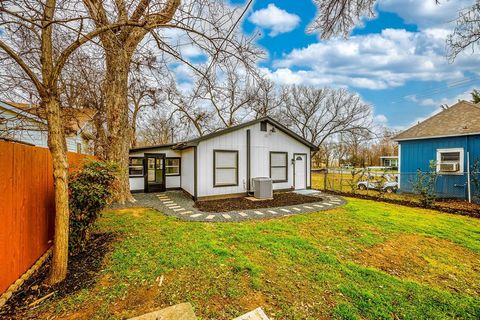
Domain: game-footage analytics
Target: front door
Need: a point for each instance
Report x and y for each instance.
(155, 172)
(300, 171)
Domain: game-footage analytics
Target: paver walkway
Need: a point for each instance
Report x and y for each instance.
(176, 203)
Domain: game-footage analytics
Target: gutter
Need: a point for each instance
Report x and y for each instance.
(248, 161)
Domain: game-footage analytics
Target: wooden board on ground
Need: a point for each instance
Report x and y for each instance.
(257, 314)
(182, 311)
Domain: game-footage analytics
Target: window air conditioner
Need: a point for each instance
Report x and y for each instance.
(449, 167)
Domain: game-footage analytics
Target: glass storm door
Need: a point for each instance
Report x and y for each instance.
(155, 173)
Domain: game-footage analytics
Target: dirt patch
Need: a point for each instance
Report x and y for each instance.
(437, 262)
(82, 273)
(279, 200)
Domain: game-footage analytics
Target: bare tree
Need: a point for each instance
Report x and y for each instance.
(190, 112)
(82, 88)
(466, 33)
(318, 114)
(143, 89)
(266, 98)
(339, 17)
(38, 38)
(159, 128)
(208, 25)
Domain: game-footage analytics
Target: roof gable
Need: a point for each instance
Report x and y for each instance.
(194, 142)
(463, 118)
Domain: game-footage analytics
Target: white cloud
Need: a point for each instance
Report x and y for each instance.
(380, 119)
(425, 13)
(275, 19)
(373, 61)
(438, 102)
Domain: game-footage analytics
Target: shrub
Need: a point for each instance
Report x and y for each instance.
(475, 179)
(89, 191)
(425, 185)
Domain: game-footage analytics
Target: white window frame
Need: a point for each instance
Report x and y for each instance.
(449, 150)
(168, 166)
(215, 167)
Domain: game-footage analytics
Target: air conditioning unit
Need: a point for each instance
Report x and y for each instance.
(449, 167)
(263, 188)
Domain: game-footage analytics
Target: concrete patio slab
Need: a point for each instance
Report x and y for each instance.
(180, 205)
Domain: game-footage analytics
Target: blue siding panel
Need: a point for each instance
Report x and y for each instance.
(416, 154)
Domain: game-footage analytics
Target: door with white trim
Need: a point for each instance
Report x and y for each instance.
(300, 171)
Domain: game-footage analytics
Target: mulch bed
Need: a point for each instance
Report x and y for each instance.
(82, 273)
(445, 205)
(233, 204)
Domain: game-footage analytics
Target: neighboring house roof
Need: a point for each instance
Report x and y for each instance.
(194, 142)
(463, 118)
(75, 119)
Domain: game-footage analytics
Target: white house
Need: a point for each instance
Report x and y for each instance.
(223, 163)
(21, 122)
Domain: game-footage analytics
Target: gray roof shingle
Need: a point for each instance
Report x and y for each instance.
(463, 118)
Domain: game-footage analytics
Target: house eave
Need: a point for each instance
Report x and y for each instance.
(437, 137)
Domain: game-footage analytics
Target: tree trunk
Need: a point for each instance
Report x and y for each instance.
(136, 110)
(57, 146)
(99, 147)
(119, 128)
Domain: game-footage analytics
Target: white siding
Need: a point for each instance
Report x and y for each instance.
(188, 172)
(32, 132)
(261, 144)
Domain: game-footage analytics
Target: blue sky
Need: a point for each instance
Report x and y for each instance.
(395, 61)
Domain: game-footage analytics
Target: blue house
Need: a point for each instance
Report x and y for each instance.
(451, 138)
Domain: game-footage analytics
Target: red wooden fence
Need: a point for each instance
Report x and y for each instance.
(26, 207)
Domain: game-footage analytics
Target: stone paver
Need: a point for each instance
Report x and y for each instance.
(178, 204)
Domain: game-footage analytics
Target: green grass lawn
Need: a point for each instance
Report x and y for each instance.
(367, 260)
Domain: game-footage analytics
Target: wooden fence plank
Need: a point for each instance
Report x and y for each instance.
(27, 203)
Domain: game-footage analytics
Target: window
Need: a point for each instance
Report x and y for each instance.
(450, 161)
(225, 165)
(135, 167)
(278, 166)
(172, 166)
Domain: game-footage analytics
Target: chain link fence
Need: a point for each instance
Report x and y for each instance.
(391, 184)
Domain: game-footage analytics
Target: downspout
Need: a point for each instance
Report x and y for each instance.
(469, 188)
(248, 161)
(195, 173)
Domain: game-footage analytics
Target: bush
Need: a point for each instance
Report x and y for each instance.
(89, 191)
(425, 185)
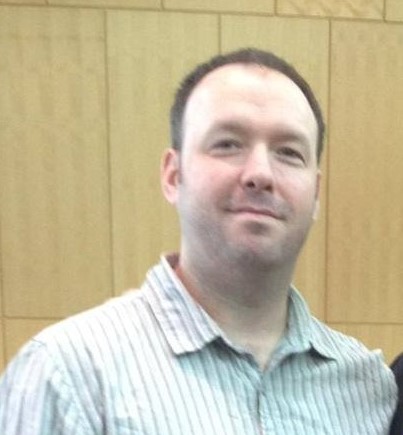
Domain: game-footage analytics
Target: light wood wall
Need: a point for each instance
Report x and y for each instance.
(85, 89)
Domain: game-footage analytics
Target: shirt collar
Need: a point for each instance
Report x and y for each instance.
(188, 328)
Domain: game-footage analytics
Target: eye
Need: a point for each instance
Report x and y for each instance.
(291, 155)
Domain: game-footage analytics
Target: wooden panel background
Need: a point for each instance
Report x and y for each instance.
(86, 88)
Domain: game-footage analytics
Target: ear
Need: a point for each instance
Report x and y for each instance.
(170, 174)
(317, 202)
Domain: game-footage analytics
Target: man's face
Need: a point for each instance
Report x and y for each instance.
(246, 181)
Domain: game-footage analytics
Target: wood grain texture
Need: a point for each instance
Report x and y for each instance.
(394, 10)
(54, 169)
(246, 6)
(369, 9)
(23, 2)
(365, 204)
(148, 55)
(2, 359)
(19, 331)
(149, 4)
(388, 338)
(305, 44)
----
DIRECTIONS:
Restate the whole listing above exactly, please, omitting every image.

EXERCISE ANSWER:
Domain: game-footage analytics
Target: front door
Need: a point for each instance
Report x and y for each instance.
(155, 172)
(300, 171)
Domain: game-footage analytics
Target: paver walkway
Need: a point for each instance
Report x and y for each instance.
(176, 203)
Domain: game-footage analytics
Target: gutter
Need: a point for each instance
Report x and y for each instance.
(248, 161)
Domain: game-footage analytics
Target: wooden board on ground
Need: a point for each instance
Report x and y for each instance.
(257, 314)
(182, 311)
Domain: game-footage analytics
Target: window air conditioner
Need: a point for each instance
Report x and y for each instance.
(449, 167)
Domain: game-footage analytics
Target: glass storm door
Need: a point for each instance
Report x and y for each instance.
(155, 173)
Domain: game-footage analytics
Target: dirt patch
Need: a point for each instance
Report x and y for each instance.
(437, 262)
(82, 273)
(279, 200)
Domain: game-footage analytics
Target: bare tree
Need: a point for each instance
Report x and y for each instance.
(190, 112)
(82, 88)
(466, 33)
(318, 114)
(143, 89)
(266, 98)
(339, 17)
(38, 38)
(159, 128)
(208, 25)
Domain: game-footage analytics
Target: roof gable
Need: a point for each instance
Report x and y for each instance.
(194, 142)
(463, 118)
Domain: game-footage analytics
Target: white cloud
Need: a point for each instance
Report x and y for each instance.
(380, 119)
(425, 13)
(275, 19)
(373, 61)
(438, 102)
Domain: game-footage analytics
Target: shrub
Need: a point for each instance
Report x and y for each instance.
(475, 179)
(89, 191)
(425, 185)
Domain: game-footage analytics
Target: white window frame
Need: a point for each instance
Report x and y for each instance.
(449, 150)
(168, 166)
(215, 167)
Domain: game-footage analytics
Target: air conditioning unit
Need: a point for each instance
Report x and y for each instance.
(449, 167)
(263, 188)
Domain: game-footage analytics
Target: concrete patio slab
Need: a point for each instance
Report x and y for each instance.
(180, 205)
Domain: game-footage analytics
Target: blue siding panel
Need: a point for each instance
Report x and y for each instance.
(416, 154)
Domain: game-footage analytics
Target: door with white trim
Need: a point for each instance
Report x and y for each instance.
(300, 171)
Domain: game-footage analytics
Target: mulch bed
Need: a point for each instance
Report x and y for each instance.
(82, 273)
(445, 205)
(233, 204)
Domain: game-footage analytics
Target: neighboring house roof
Need: a point for each instance
Report x and y for each instance.
(194, 142)
(463, 118)
(75, 119)
Domain: game-footage analytics
Target: white house
Need: a point for each instance
Report x and y for each instance.
(223, 163)
(21, 122)
Domain: game-footage analytics
Target: gray roof shingle
Need: a point for each instance
Report x and y for each instance.
(463, 118)
Domain: game-footage analytics
Target: house eave
Need: a point for each instance
Report x and y for each instance.
(437, 137)
Domain: game-footage analytics
Target: tree trunk
Need: a point for each instance
Report x and y for each instance.
(136, 110)
(57, 146)
(99, 147)
(119, 128)
Domain: game-footage analytics
Target: white siding
Need: a point for each instance
Report x and y for each instance.
(188, 172)
(32, 132)
(261, 144)
Domain: game-footage analytics
Target: blue sky
Need: a point for each instance
Report x and y for each instance.
(395, 61)
Domain: game-footage analytics
Target: blue house
Need: a point for each instance
Report x and y for each instance.
(451, 138)
Domain: game-footage analytics
Target: red wooden fence
Need: a point for each instance
Report x and y for each instance.
(26, 207)
Domain: game-footage analytics
Target: stone paver
Need: a point for each instance
Report x and y for each instance.
(178, 204)
Domain: game-footage analytics
Target: green grass lawn
Need: a point for each instance
Report x and y for each instance.
(367, 260)
Domain: game-footage analytics
Target: wooden fence plank
Need: a point for each instance
Report x and y for each instance.
(27, 203)
Domain: game-footage analytics
Target: window
Need: a point for each instance
Report x and y for each instance.
(450, 161)
(225, 165)
(135, 167)
(278, 166)
(172, 166)
Domain: game-footage analytics
Target: chain link fence
Need: a point for each instance
Report x and y for each instance.
(391, 184)
Domain: game-footage analytics
Target: downspout
Need: a point for each instance
Report x and y for each instance.
(469, 188)
(248, 161)
(195, 173)
Domain: game-footage analytics
Target: bush
Need: a point for each instance
Report x and y for each instance.
(89, 191)
(425, 185)
Domain: game-footage analytics
Target: light wood wall
Need: a point for each instance
Report x and y for each instance.
(85, 89)
Domain: game-footage analytics
Target: shirt collar
Need: a point for each instance
Report x and y for each instance.
(188, 328)
Domain: game-footage analytics
Target: eye
Need: a point for each instance
Report x and y for each instance.
(291, 155)
Domain: game-footage analytics
Target: wooden panel background
Need: a point for each instance
Report x and y for each instance.
(86, 88)
Domain: game-footage analytics
Target: ear
Need: a point for each instance
Report x and y for each instance.
(170, 174)
(317, 202)
Domain: game-footage analytics
Target: man's face
Need: a point for each instance
Report x and y for each instance.
(246, 181)
Domain: game-footage analytics
Target: wood grain texture
Need: a point for each instance
Report x and y for each instance.
(394, 10)
(54, 169)
(246, 6)
(369, 9)
(23, 2)
(365, 204)
(148, 55)
(2, 359)
(19, 331)
(149, 4)
(388, 338)
(305, 44)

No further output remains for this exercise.